Source material Block Start
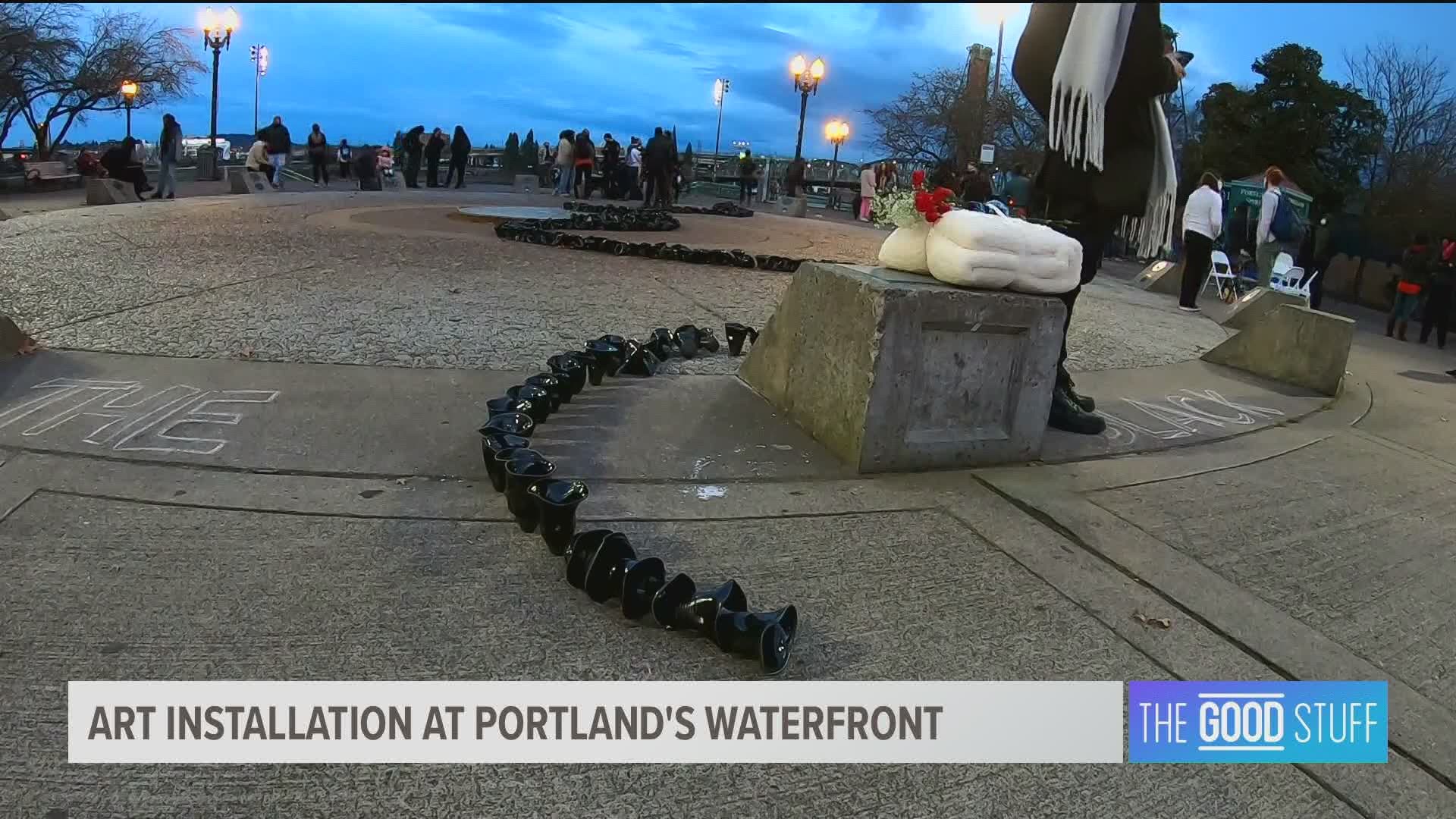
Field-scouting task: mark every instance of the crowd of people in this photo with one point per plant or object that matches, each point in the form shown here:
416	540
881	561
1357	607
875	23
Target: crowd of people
651	172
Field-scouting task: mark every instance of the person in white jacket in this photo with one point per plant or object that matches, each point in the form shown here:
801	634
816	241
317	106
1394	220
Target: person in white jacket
564	162
1266	246
867	191
1203	222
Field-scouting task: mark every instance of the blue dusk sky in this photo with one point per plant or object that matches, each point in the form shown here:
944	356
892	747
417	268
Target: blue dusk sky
366	71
Source material Block End
# Brief
Copy every line above that includes the string "plant".

# Solved problem
Field-scouting task: mark every instance of the crowd of people in this photo with one point per plant or object that matches, each point in the form shown here:
Field-scouting task: mark every instance of the person in white jacket in this photo with one point per plant or object that matches, each point in the form shown here:
Field-scouting task: mark every instance of the blue dusk sky in this photo with one point per plant or object that matches, each point in the form shown here:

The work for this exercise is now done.